**EXERCISE OBJECTIVE**
Locate every line in the items below that contains the string "draw" and copy each such line in full. Matching is case-sensitive.

**MATERIAL FOR THIS EXERCISE**
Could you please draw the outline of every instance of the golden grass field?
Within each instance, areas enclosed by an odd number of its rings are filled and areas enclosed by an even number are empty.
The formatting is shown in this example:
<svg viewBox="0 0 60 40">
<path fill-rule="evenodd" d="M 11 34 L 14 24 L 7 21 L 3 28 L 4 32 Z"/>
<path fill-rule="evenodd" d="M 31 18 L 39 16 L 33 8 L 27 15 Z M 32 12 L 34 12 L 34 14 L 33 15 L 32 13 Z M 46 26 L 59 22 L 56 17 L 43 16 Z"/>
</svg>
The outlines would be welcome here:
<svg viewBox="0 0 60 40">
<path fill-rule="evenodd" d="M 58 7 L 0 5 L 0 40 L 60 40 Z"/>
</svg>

==

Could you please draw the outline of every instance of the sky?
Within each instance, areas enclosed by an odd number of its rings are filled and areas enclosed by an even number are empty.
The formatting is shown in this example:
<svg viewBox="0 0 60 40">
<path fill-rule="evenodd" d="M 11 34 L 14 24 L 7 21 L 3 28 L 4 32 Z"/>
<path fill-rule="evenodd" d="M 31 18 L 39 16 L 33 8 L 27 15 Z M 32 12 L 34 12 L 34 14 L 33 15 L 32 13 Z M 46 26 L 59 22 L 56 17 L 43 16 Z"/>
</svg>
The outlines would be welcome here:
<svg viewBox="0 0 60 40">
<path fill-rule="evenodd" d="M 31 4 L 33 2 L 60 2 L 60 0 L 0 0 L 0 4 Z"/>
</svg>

**EXERCISE ANSWER**
Could you please draw the outline of every instance of the golden grass field?
Could you please draw the outline of every instance of the sky?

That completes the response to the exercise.